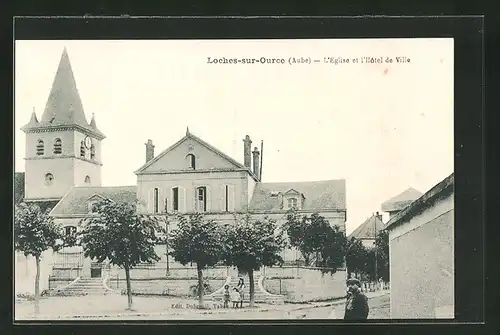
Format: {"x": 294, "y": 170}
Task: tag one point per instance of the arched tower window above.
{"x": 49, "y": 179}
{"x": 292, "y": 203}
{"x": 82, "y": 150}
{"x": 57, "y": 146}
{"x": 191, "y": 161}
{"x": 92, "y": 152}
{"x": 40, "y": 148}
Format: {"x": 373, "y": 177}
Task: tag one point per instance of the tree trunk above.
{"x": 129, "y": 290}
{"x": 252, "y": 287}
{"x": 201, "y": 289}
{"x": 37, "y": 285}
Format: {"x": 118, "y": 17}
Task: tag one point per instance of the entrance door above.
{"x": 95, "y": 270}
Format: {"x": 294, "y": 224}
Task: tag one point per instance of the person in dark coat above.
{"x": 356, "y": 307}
====
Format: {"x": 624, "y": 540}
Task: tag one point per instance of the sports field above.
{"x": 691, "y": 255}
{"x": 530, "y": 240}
====
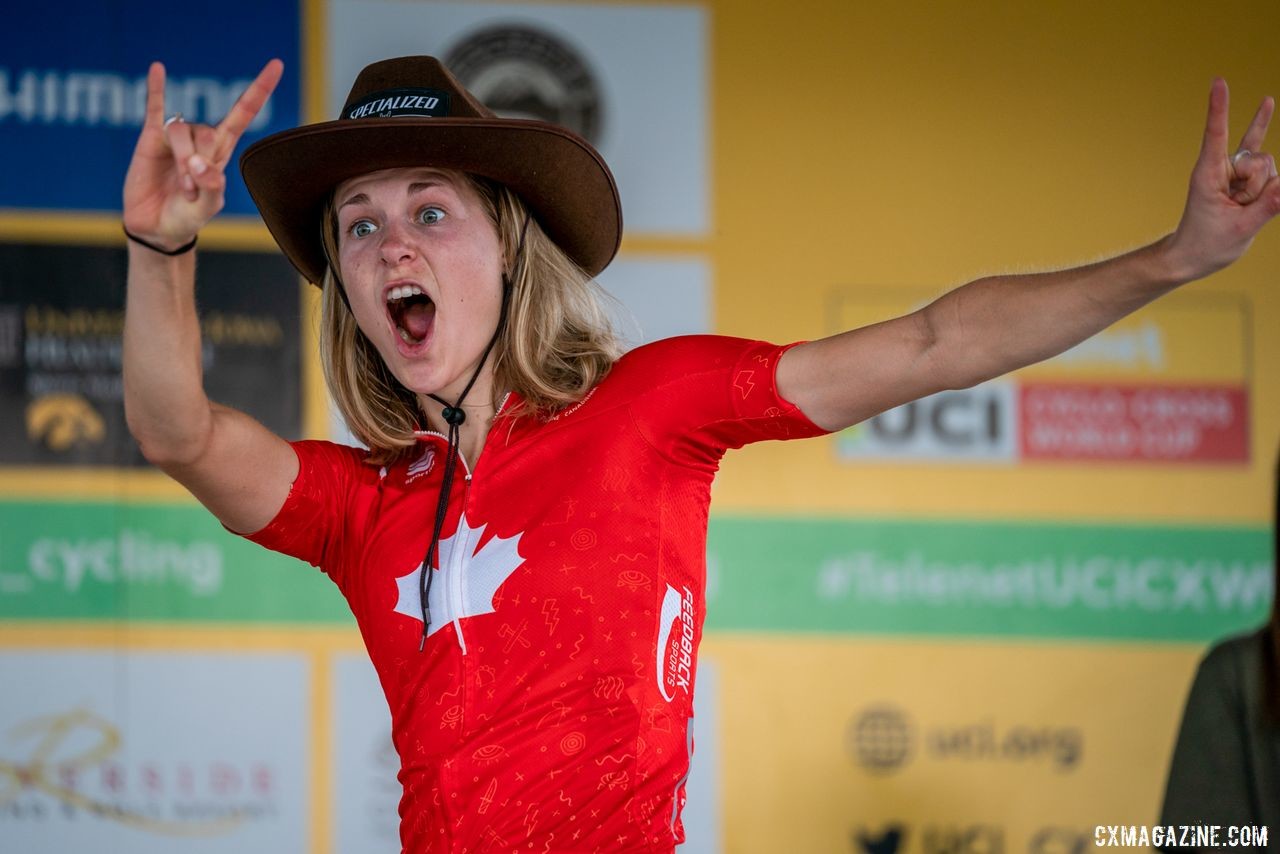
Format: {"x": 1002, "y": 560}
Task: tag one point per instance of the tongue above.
====
__Prompt__:
Select the lines from the entries that include the word "Format".

__Your response__:
Format: {"x": 294, "y": 170}
Format: {"x": 373, "y": 177}
Format: {"x": 118, "y": 17}
Format: {"x": 294, "y": 224}
Format: {"x": 624, "y": 540}
Format: {"x": 1002, "y": 560}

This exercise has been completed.